> _Records to use_:
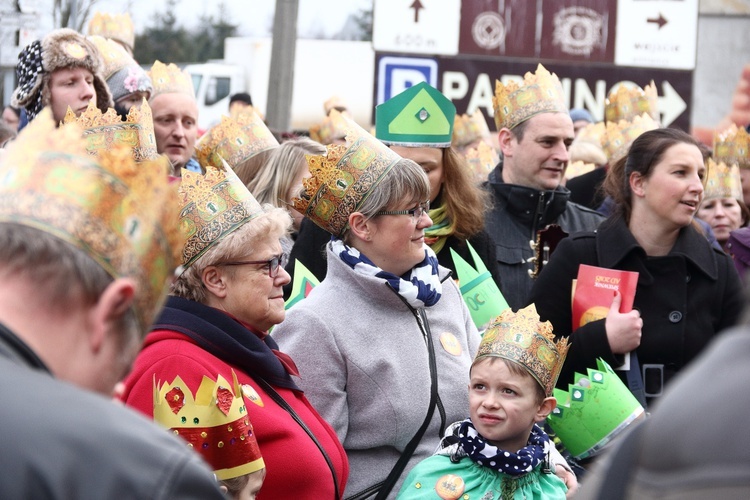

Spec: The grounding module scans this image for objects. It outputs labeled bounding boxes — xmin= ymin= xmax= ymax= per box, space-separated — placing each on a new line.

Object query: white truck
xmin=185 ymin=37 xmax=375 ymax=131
* * *
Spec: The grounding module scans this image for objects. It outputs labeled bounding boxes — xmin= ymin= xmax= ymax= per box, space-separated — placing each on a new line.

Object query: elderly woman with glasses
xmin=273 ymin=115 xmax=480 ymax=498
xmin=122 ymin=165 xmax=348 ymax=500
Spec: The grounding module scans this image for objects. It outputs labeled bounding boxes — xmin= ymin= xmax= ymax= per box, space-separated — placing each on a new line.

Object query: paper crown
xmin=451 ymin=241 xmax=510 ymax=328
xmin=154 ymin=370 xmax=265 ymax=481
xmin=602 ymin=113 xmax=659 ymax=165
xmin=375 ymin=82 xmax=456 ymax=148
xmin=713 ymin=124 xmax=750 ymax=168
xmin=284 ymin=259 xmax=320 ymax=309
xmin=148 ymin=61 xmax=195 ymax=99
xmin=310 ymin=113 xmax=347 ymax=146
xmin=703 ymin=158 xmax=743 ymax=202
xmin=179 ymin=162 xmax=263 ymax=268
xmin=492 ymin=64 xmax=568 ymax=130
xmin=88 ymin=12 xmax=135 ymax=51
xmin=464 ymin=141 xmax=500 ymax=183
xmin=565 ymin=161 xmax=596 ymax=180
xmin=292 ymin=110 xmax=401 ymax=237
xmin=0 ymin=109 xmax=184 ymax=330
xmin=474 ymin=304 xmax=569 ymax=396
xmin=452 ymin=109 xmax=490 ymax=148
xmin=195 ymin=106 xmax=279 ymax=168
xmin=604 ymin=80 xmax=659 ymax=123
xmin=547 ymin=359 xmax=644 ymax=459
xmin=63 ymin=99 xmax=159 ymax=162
...
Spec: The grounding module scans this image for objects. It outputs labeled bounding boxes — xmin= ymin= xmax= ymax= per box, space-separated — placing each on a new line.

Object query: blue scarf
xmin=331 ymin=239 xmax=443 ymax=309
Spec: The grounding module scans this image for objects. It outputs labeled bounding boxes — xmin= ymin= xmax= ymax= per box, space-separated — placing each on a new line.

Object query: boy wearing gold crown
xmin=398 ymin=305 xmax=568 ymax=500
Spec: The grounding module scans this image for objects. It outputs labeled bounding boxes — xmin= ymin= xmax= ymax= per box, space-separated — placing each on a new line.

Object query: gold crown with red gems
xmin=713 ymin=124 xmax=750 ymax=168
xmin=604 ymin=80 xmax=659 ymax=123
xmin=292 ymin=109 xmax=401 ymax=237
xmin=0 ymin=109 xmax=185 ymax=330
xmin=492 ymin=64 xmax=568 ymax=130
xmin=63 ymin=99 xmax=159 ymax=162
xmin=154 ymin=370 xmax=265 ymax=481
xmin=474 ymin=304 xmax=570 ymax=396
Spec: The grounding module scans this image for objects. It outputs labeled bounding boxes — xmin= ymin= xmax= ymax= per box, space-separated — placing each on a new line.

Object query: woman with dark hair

> _Given task_: Extract from the data above each line that contains the word "with", copying every such line in full.

> _Solution for this exercise_:
Object query: elderly woman with glasses
Object query: gold crown with red gems
Object query: woman with dark hair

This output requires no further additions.